WHAT THE EXERCISE ASKS :: An exact transcription of all the entries below is required.

Records from a data collection
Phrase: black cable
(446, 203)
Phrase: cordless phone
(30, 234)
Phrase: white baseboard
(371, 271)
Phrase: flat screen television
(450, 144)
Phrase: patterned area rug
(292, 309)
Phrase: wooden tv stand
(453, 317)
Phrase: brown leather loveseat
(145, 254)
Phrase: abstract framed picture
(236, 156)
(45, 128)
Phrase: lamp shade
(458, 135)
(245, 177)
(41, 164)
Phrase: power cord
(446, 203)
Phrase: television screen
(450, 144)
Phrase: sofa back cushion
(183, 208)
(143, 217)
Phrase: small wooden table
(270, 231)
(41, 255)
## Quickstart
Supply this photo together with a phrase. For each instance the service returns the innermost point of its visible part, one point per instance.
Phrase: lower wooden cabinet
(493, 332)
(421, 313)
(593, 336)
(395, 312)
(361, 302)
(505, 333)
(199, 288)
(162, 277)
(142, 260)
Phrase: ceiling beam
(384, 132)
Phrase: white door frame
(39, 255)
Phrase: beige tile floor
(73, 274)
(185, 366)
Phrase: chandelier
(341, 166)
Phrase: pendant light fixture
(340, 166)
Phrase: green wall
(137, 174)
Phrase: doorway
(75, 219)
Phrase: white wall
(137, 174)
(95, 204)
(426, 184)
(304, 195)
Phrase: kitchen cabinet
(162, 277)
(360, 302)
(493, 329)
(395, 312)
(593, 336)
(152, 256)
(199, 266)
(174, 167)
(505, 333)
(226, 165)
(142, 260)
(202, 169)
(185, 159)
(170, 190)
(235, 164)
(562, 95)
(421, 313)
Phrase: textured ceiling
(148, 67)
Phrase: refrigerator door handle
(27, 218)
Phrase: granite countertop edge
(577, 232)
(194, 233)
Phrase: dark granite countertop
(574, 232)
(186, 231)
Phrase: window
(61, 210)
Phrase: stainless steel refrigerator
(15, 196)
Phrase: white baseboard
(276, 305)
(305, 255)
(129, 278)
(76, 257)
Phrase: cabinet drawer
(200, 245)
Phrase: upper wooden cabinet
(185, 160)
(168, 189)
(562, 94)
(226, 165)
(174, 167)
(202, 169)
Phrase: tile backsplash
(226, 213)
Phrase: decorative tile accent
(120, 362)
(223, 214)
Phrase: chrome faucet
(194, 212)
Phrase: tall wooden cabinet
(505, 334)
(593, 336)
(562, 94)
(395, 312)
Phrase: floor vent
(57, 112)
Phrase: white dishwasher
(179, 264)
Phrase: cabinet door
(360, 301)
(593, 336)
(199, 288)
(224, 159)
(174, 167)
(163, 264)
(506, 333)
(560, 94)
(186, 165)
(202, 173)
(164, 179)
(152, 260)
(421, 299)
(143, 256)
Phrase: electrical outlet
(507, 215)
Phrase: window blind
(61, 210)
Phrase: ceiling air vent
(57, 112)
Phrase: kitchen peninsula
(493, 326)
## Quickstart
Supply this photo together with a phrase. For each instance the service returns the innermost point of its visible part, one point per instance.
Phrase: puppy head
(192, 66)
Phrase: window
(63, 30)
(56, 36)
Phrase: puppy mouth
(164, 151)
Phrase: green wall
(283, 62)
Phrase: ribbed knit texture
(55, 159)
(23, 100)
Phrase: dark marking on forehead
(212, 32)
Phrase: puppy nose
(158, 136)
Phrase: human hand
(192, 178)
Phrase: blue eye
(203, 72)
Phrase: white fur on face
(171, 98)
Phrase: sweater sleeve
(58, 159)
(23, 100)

ANSWER SPACE ::
Phrase: black cable
(446, 203)
Phrase: cordless phone
(30, 234)
Phrase: white baseboard
(371, 271)
Phrase: flat screen television
(450, 144)
Phrase: patterned area rug
(292, 309)
Phrase: wooden tv stand
(453, 317)
Phrase: brown leather loveseat
(145, 254)
Phrase: abstract framed picture
(236, 156)
(45, 128)
Phrase: lamp shade
(458, 135)
(245, 177)
(41, 164)
Phrase: power cord
(446, 203)
Phrase: television screen
(450, 144)
Phrase: sofa back cushion
(183, 208)
(143, 217)
Phrase: small wooden table
(270, 231)
(41, 255)
## Quickstart
Supply this photo together with a phrase. For each instance the service returns the innermost point of its visible part, one point per instance.
Phrase: lower wooden cabinet
(493, 332)
(421, 313)
(593, 336)
(395, 312)
(361, 302)
(505, 333)
(199, 288)
(162, 277)
(142, 260)
Phrase: ceiling beam
(384, 132)
Phrase: white door frame
(39, 255)
Phrase: beige tile floor
(73, 274)
(185, 366)
Phrase: chandelier
(341, 166)
Phrase: pendant light fixture
(340, 166)
Phrase: green wall
(137, 174)
Phrase: doorway
(75, 219)
Phrase: white wall
(137, 174)
(95, 204)
(426, 184)
(304, 195)
Phrase: kitchen cabinet
(162, 277)
(360, 302)
(493, 329)
(395, 312)
(593, 336)
(152, 256)
(199, 266)
(174, 167)
(505, 333)
(226, 165)
(142, 260)
(202, 169)
(185, 159)
(170, 190)
(235, 164)
(562, 95)
(421, 313)
Phrase: textured ceiling
(148, 67)
Phrase: refrigerator door handle
(27, 218)
Phrase: granite countertop edge
(577, 232)
(194, 233)
Phrase: dark granite countertop
(574, 232)
(186, 231)
Phrase: window
(61, 210)
Phrase: stainless steel refrigerator
(15, 196)
Phrase: white baseboard
(276, 305)
(305, 255)
(129, 278)
(76, 257)
Phrase: cabinet drawer
(200, 245)
Phrase: upper wooden cabinet
(185, 160)
(168, 189)
(562, 94)
(226, 165)
(174, 167)
(202, 169)
Phrase: tile backsplash
(226, 213)
Phrase: decorative tile accent
(120, 362)
(223, 214)
Phrase: chrome faucet
(194, 212)
Phrase: tall wooden cabinet
(505, 334)
(593, 336)
(562, 94)
(395, 312)
Phrase: floor vent
(57, 112)
Phrase: white dishwasher
(179, 264)
Phrase: cabinet door
(360, 301)
(593, 336)
(199, 288)
(224, 159)
(174, 167)
(163, 264)
(506, 333)
(560, 94)
(186, 165)
(202, 173)
(164, 179)
(152, 260)
(421, 299)
(143, 256)
Phrase: electrical outlet
(507, 215)
Phrase: window blind
(61, 210)
Phrase: ceiling air vent
(57, 112)
Phrase: kitchen peninsula
(493, 326)
## Quickstart
Supply this photo together with a phrase. For each instance the service returns the innermost point of its visible part, one point per instance.
Phrase: puppy head
(192, 66)
Phrase: window
(63, 30)
(56, 36)
Phrase: puppy mouth
(164, 151)
Phrase: green wall
(283, 62)
Phrase: ribbed knit texture
(55, 159)
(23, 100)
Phrase: dark marking on forehead
(212, 32)
Phrase: puppy nose
(158, 136)
Phrase: human hand
(192, 178)
Phrase: blue eye
(203, 72)
Phrase: white fur on face
(171, 98)
Phrase: sweater sleeve
(58, 159)
(23, 100)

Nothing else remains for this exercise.